## EXERCISE DETAILS
Could you update the post on cold callers from "I know with" down to "than a month.", putting "grandchildren" wherever "grandsons" appears?

## PASSAGE PROVIDED
I just don’t have it in me anymore to remain considerate and without any further talk put the phone down. Does all this market calling brutalise the recipients? I mean, there is a real person there on the other side trying to make a living. But the frequency of those callers is increasing. I know there are help sides which can overcome most of those cold callers but new ones seem to pop up. Even on my IPhone I get oddly worded messages with codes and strange pass words or numbers and to deposit $100.- or so. I know the main thing is to never open any of unknown e-mails or attachments which I religiously follow. I just try and imagine what it must be for elderly folks totally innocent of all those crooks lying in wait to take advantage of this IT technology. Oh, hang on. I am one of those ‘elderly.’

I know with the recent ABC 4 corners program highlighting the failures of the NBN to deliver adequate speeds to the outlets must have called out whole nests of cold callers offering ‘help’ to the long suffering consumers of data down loads. In our case, apart from e-mails and the ABC news and blogs we don’t generally down load ‘data’, unlike our grandsons who download in one day what takes us more than a month.

Point placement records
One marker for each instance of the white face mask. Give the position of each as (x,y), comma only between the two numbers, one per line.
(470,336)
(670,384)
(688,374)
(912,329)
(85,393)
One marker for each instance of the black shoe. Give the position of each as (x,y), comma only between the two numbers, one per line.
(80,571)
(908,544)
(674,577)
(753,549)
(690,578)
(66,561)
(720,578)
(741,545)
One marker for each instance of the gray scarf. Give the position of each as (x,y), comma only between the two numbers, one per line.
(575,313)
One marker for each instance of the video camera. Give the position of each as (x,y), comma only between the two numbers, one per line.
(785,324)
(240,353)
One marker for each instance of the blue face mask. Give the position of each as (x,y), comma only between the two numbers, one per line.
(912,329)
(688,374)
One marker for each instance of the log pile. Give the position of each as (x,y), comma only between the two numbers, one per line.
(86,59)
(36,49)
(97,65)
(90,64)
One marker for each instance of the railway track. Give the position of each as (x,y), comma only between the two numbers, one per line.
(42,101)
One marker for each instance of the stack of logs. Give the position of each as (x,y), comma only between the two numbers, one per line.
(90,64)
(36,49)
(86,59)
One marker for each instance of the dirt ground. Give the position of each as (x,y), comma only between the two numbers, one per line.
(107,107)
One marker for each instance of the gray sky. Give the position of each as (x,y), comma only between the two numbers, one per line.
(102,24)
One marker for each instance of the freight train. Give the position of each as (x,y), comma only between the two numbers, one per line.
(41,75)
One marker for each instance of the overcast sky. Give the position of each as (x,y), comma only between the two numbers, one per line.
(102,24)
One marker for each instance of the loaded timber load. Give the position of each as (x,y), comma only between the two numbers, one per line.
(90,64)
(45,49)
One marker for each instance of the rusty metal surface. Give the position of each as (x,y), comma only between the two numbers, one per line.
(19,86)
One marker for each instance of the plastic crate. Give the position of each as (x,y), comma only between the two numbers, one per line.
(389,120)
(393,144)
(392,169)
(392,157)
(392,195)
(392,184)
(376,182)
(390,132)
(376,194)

## OUTPUT
I know with the recent ABC 4 corners program highlighting the failures of the NBN to deliver adequate speeds to the outlets must have called out whole nests of cold callers offering ‘help’ to the long suffering consumers of data down loads. In our case, apart from e-mails and the ABC news and blogs we don’t generally down load ‘data’, unlike our grandchildren who download in one day what takes us more than a month.